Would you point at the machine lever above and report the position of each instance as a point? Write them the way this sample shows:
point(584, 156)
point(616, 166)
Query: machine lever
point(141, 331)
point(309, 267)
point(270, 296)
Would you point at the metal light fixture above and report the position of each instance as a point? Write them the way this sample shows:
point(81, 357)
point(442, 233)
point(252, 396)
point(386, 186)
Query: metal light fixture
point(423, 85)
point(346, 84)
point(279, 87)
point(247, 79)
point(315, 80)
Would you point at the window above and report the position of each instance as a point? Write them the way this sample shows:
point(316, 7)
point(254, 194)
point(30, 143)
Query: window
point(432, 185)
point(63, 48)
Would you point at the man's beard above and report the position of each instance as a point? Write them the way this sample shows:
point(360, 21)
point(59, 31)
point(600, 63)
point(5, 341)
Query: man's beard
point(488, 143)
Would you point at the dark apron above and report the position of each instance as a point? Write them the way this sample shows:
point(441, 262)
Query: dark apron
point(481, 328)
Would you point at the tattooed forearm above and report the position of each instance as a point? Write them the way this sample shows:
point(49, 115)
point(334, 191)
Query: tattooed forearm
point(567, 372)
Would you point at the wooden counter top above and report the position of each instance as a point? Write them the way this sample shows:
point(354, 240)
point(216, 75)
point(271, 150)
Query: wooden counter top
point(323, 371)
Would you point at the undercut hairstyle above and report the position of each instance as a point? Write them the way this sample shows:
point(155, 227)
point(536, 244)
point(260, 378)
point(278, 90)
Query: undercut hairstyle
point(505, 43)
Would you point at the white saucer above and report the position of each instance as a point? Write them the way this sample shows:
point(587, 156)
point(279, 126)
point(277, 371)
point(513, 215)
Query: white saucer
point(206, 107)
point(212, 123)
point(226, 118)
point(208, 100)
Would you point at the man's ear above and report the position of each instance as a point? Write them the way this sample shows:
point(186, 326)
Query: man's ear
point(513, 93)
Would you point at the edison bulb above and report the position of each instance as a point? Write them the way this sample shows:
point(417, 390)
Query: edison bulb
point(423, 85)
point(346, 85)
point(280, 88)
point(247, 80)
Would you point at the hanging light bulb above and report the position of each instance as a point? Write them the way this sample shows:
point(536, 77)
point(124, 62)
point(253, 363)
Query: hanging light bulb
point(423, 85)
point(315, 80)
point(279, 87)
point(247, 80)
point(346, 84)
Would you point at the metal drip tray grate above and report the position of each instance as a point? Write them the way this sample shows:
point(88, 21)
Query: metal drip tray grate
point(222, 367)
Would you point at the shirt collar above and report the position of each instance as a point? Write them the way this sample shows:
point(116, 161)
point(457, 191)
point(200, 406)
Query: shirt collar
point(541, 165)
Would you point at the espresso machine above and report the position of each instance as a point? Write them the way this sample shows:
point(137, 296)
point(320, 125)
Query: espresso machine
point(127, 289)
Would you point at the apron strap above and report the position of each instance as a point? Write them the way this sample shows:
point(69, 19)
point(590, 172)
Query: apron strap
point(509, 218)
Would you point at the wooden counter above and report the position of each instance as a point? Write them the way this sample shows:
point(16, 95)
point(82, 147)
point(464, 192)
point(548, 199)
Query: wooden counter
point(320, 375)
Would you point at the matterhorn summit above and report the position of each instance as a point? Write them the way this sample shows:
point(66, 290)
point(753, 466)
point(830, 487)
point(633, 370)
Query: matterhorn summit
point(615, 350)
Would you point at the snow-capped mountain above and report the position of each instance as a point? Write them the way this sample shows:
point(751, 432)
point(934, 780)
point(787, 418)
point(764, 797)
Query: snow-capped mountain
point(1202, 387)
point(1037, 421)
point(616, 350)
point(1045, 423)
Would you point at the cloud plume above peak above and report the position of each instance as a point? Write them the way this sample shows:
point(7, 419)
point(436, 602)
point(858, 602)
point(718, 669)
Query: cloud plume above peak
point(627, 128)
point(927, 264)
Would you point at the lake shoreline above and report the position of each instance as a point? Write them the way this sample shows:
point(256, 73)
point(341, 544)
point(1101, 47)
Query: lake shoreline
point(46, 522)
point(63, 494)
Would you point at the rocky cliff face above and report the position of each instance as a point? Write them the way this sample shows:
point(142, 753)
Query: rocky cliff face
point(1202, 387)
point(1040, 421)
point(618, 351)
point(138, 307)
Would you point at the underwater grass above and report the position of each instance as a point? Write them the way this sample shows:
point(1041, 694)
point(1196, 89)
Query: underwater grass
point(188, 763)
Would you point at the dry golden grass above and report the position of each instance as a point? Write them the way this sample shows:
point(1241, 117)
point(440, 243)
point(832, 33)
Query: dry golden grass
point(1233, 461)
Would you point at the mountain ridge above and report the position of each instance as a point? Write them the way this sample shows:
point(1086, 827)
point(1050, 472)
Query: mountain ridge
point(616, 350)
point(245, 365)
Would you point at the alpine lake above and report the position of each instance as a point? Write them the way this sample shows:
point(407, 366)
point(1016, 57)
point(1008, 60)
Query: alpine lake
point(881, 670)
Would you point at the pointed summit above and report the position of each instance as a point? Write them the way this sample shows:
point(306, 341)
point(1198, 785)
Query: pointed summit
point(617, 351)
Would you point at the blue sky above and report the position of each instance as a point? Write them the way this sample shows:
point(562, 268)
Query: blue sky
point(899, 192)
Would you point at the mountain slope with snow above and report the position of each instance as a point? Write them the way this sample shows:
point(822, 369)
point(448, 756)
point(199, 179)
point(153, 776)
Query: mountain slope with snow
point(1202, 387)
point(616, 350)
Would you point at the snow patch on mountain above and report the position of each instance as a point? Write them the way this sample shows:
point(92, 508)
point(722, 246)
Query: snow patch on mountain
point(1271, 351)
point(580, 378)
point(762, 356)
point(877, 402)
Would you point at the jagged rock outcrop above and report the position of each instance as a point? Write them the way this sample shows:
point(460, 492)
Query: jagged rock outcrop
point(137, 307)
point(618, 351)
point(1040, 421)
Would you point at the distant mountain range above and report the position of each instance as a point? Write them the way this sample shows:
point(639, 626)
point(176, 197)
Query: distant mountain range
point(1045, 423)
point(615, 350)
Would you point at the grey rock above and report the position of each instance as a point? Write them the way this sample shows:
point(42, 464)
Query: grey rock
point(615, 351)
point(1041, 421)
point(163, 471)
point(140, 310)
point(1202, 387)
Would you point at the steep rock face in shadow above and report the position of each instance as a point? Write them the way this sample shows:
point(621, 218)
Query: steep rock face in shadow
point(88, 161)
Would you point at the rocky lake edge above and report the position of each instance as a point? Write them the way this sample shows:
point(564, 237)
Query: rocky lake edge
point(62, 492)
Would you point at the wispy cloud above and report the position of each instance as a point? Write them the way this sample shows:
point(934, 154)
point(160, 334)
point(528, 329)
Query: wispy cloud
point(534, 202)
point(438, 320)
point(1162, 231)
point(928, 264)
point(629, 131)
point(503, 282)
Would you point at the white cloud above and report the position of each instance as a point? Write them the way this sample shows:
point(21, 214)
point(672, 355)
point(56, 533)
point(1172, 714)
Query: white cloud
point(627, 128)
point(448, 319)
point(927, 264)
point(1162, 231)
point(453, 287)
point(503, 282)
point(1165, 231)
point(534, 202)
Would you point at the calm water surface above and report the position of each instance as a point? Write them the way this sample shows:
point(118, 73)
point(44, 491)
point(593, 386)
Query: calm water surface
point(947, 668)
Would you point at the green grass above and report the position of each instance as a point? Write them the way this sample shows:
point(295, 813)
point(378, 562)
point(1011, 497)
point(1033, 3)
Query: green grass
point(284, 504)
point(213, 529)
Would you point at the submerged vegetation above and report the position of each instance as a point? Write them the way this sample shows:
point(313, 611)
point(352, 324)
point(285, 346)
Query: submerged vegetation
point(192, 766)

● WHAT YOU SHOULD DO:
Above are the records; restate each one exactly.

● EXERCISE ANSWER:
Would you point at the machine lever above and report the position of each instance as a point? Write them the way this sample shows:
point(584, 156)
point(616, 166)
Query: machine lever
point(141, 331)
point(309, 267)
point(270, 296)
Would you point at the metal light fixture above and report the position of each instance as a point? Write them the way this sample shows:
point(81, 357)
point(442, 233)
point(252, 396)
point(386, 186)
Query: metal light fixture
point(423, 85)
point(346, 84)
point(279, 87)
point(247, 79)
point(315, 80)
Would you point at the window above and report the position of each instance as a point? Write them the way this sample shows:
point(316, 7)
point(254, 194)
point(30, 143)
Query: window
point(432, 185)
point(63, 48)
Would you point at the man's beard above and report the position of each instance as a point? Write them the way this sample shows:
point(360, 21)
point(59, 31)
point(600, 63)
point(5, 341)
Query: man's beard
point(488, 143)
Would you point at the dark apron above and report the position of each instance as a point? Write them the way this sample shows:
point(441, 262)
Query: dark apron
point(481, 328)
Would you point at the tattooed forearm above and report the position of each instance as a point? Write them the way this sample shows:
point(49, 115)
point(334, 191)
Query: tattooed forearm
point(567, 372)
Would you point at the wooden counter top above and report the position of each instance as a point? Write them the way this sample shows:
point(354, 240)
point(216, 75)
point(271, 150)
Query: wooden counter top
point(323, 371)
Would you point at the undercut hairstyle above and report the position of each instance as a point? Write them the way this sample shows:
point(155, 227)
point(536, 244)
point(260, 378)
point(278, 90)
Query: undercut hairstyle
point(505, 43)
Would you point at the white saucer above and report the position of each instance as a point? Write them the way this sample shows:
point(587, 156)
point(279, 126)
point(277, 371)
point(513, 215)
Query: white saucer
point(206, 107)
point(212, 123)
point(226, 118)
point(208, 100)
Would you point at the man's ear above and report the position of each instance as a point? Write them the way this sample shows:
point(186, 326)
Query: man's ear
point(513, 93)
Would you point at the edison bulb above and report the position of each instance as a point? Write them the way this sample shows:
point(417, 390)
Query: edison bulb
point(423, 85)
point(346, 85)
point(280, 88)
point(247, 80)
Would you point at the hanging light bulb above and report the position of each instance as a point? Write them the way this sample shows:
point(536, 77)
point(124, 62)
point(253, 363)
Query: hanging light bulb
point(423, 85)
point(315, 80)
point(279, 87)
point(247, 80)
point(346, 84)
Would you point at the metal drip tray grate above and report the position of each instance as a point? Write them the way this sample shows:
point(88, 21)
Query: metal drip tray grate
point(222, 367)
Would you point at the shirt collar above and report the position of each instance as a point? Write them the way this sample shows:
point(116, 161)
point(457, 191)
point(200, 406)
Query: shirt collar
point(541, 165)
Would you point at the espresso machine above and report the position of each instance as a point? Write them the way this sample shows:
point(137, 296)
point(320, 125)
Query: espresso machine
point(127, 289)
Would you point at the apron strap above and report the position of each instance as a point? Write them the way this sample shows:
point(69, 19)
point(590, 172)
Query: apron strap
point(509, 218)
Would you point at the wooden counter above and report the position of each instance as a point? Write them the way this sample shows:
point(16, 95)
point(82, 147)
point(464, 192)
point(548, 199)
Query: wooden counter
point(320, 375)
Would you point at the matterhorn summit above and report the position of each instance as a point? Write them the way this sample shows:
point(66, 290)
point(753, 466)
point(830, 487)
point(633, 370)
Query: matterhorn summit
point(615, 350)
Would you point at the snow-capped mountain above and report the position of each instance as a point? Write them the way this sample shows:
point(751, 432)
point(934, 780)
point(787, 418)
point(764, 797)
Query: snow-capped mountain
point(1202, 387)
point(1037, 421)
point(616, 350)
point(1045, 423)
Would you point at the cloud plume above peak above and report the position of each instance as a point? Write them the way this sample shows:
point(7, 419)
point(436, 602)
point(858, 602)
point(718, 669)
Query: cloud plume above peak
point(627, 128)
point(927, 264)
Would you point at the lake shoreline above and report the position of each instance as a point? Write them the way this sample shows:
point(256, 73)
point(341, 544)
point(1101, 47)
Query: lake shoreline
point(46, 522)
point(63, 494)
Would you point at the rocky cliff face above and report the position of each instance as a point? Write them the way this sample shows:
point(142, 753)
Query: rocky cliff face
point(1202, 387)
point(1040, 421)
point(618, 351)
point(138, 307)
Would you point at the underwater grass above and report the position of each instance as a point? Write them the way this sample shows:
point(1041, 694)
point(1196, 89)
Query: underwater grass
point(188, 763)
Would you point at the dry golden grass above and report the position of each instance as a point? Write them the way this sample shows:
point(1241, 117)
point(440, 243)
point(832, 33)
Query: dry golden grass
point(1233, 461)
Would you point at the mountain ridge above and report the position of each instance as a point? Write them the way this sample shows:
point(1086, 827)
point(1050, 472)
Query: mountain ridge
point(616, 350)
point(245, 365)
Would you point at the alpine lake above and report the position of each instance as a point? Write them the way this sample shows:
point(407, 366)
point(1016, 57)
point(1008, 60)
Query: alpine lake
point(881, 670)
Would you point at the pointed summit above and report the position of each instance as a point? Write them the way this sample shows:
point(306, 341)
point(1198, 785)
Query: pointed summit
point(617, 351)
Would you point at the blue sky above and report the position of each instance as a point? Write them the way this sample shows:
point(562, 268)
Query: blue sky
point(899, 192)
Would you point at the mountain slope with snow above and report the position of each instance as a point? Write them the way this sample shows:
point(822, 369)
point(448, 756)
point(199, 179)
point(153, 776)
Query: mountain slope with snow
point(1202, 387)
point(616, 350)
Would you point at the snow patch on mountain above and report the position of each instance as a point? Write them the way this sample shows:
point(92, 508)
point(722, 246)
Query: snow patch on mountain
point(1271, 351)
point(580, 378)
point(762, 356)
point(877, 402)
Would you point at the jagged rock outcrop above and report the position of each instance as a point? Write them the way this sample shows:
point(460, 492)
Query: jagged rock outcrop
point(137, 307)
point(618, 351)
point(1040, 421)
Would you point at the distant mountain range above and report the position of each instance as a point? Write them the way this sample shows:
point(639, 626)
point(176, 197)
Query: distant mountain range
point(1045, 423)
point(615, 350)
Would you point at the grey rock above and report the position of each instance as a point? Write them the way this sample shows:
point(42, 464)
Query: grey rock
point(615, 351)
point(1041, 421)
point(163, 471)
point(140, 310)
point(1202, 387)
Would you point at the steep rock face in shadow above and report the position of each instance as a point? Write them the way this sample shows:
point(621, 218)
Query: steep rock face in shadow
point(88, 161)
Would you point at the rocky lake edge above and report the position of each instance as a point? Write them the way this sample shows:
point(564, 237)
Query: rocky lake edge
point(62, 492)
Would you point at the wispy cloud above and report the position of each instance as a point? Write them the way this sample shows:
point(934, 154)
point(160, 334)
point(528, 329)
Query: wispy cloud
point(534, 202)
point(438, 320)
point(1162, 231)
point(928, 264)
point(629, 131)
point(503, 282)
Would you point at the white cloud above and report the position of each instance as a point? Write them the way this sample shows:
point(21, 214)
point(672, 355)
point(56, 533)
point(1172, 714)
Query: white cloud
point(627, 128)
point(448, 319)
point(927, 264)
point(1162, 231)
point(453, 287)
point(503, 282)
point(1165, 231)
point(534, 202)
Would you point at the calm water surface above and report the position of each instance as a point? Write them the way this sample shows:
point(118, 73)
point(44, 491)
point(593, 386)
Query: calm water surface
point(947, 668)
Would you point at the green grass above and report the position of each instance as a point? Write them the way this sample shows:
point(295, 813)
point(378, 562)
point(1011, 497)
point(1033, 3)
Query: green grass
point(284, 504)
point(213, 529)
Would you point at the submerged vegetation above and report the position of each instance as a point? Write them the way this sample shows:
point(313, 611)
point(352, 324)
point(285, 346)
Query: submerged vegetation
point(192, 766)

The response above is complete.